Rewrite every one of the records below, changing "lane-occupancy audit" to "habitat review" and leaving everything else as it is.

___

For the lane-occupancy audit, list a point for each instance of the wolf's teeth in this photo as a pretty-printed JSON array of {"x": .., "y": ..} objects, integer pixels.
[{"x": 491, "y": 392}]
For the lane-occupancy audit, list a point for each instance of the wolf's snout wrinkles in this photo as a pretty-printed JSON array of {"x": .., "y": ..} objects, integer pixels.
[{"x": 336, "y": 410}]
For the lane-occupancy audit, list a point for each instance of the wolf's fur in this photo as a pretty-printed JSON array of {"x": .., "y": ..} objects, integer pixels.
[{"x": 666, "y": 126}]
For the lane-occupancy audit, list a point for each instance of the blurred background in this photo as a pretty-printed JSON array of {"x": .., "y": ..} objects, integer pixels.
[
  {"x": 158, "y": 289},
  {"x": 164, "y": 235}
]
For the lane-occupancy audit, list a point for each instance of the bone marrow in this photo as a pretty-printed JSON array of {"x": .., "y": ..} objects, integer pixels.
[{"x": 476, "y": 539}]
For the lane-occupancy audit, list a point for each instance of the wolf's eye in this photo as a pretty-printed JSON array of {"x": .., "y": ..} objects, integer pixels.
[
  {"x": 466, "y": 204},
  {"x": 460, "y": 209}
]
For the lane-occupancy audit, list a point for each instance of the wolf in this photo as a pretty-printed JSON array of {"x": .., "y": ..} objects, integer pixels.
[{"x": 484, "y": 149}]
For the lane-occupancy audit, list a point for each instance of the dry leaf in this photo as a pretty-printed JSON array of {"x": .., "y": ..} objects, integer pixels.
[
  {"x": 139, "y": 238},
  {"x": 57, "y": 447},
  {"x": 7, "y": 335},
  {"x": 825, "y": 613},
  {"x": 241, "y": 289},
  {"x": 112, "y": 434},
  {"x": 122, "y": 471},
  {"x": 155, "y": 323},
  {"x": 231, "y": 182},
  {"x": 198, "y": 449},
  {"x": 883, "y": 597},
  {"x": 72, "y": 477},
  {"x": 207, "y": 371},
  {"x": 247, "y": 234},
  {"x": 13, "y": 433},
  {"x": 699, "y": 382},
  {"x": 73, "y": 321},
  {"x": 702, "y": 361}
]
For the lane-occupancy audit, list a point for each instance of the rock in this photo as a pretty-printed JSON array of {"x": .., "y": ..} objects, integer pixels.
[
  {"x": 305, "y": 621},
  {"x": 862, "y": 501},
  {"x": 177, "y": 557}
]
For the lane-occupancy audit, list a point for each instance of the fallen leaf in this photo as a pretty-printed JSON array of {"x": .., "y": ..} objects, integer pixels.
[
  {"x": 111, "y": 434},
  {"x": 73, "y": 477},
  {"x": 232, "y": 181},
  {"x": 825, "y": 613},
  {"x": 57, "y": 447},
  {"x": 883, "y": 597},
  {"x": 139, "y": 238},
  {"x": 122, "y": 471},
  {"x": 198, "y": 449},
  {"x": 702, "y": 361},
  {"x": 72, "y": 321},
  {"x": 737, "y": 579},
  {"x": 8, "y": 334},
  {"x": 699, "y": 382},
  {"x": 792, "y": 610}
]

___

= IN RESPONSE =
For the habitat review, list a point for each instance of the wolf's teeth in this photo as a pretty-printed JSON array of {"x": .., "y": ..} objects, integer pixels.
[{"x": 491, "y": 392}]
For the habitat review, list a point for each instance of the wolf's snout wrinkles in this photo as a pretty-printed JSON array of {"x": .., "y": ..} objects, integer pixels.
[{"x": 336, "y": 410}]
For the habitat review, list a point for each instance of the wolf's fur in this photo as a pretty-printed JSON array of {"x": .., "y": ..} objects, integer pixels.
[{"x": 666, "y": 126}]
For the habitat review, list a point for each instance of the blurred background in this photo as a pretty-printed JSON array of {"x": .., "y": ..} objects, integer pixels.
[
  {"x": 158, "y": 289},
  {"x": 164, "y": 235}
]
For the habitat review, list a point for each instance of the bone marrow in this photo as a pretty-printed JSON array of {"x": .., "y": ..} objects, integer pixels.
[{"x": 476, "y": 539}]
For the habitat review, list a point for each instance of the wolf's eye in this photo as a pretty-printed JSON array of {"x": .., "y": ..} objects, integer pixels.
[
  {"x": 466, "y": 204},
  {"x": 460, "y": 209}
]
For the habitat review, list a point for each instance of the wolf in this photo as a pretty-printed JSON array of {"x": .., "y": ..} objects, integer pixels.
[{"x": 484, "y": 149}]
For the habitat review, list a point for each instance of the dry leaf in this photo as a pretty-printed JSON array of {"x": .., "y": ..} objects, integer pixels.
[
  {"x": 139, "y": 238},
  {"x": 57, "y": 447},
  {"x": 7, "y": 335},
  {"x": 825, "y": 613},
  {"x": 241, "y": 289},
  {"x": 112, "y": 434},
  {"x": 122, "y": 471},
  {"x": 155, "y": 323},
  {"x": 231, "y": 182},
  {"x": 198, "y": 449},
  {"x": 883, "y": 597},
  {"x": 72, "y": 477},
  {"x": 207, "y": 371},
  {"x": 247, "y": 234},
  {"x": 13, "y": 433},
  {"x": 699, "y": 382},
  {"x": 73, "y": 321},
  {"x": 702, "y": 361}
]
For the habitat review, list a point for each instance of the rock in this photo as a pretty-printed JSON array of {"x": .., "y": ..} objects, integer pixels.
[
  {"x": 305, "y": 621},
  {"x": 862, "y": 501},
  {"x": 177, "y": 557}
]
For the habitat review, list a point for each instance of the fallen leaf in this photo as a pretty-printed JSON array of {"x": .., "y": ..} objects, integer pixels.
[
  {"x": 111, "y": 434},
  {"x": 73, "y": 477},
  {"x": 232, "y": 181},
  {"x": 825, "y": 613},
  {"x": 57, "y": 447},
  {"x": 883, "y": 597},
  {"x": 139, "y": 238},
  {"x": 122, "y": 471},
  {"x": 198, "y": 449},
  {"x": 702, "y": 361},
  {"x": 72, "y": 321},
  {"x": 737, "y": 579},
  {"x": 8, "y": 334},
  {"x": 699, "y": 382},
  {"x": 792, "y": 610}
]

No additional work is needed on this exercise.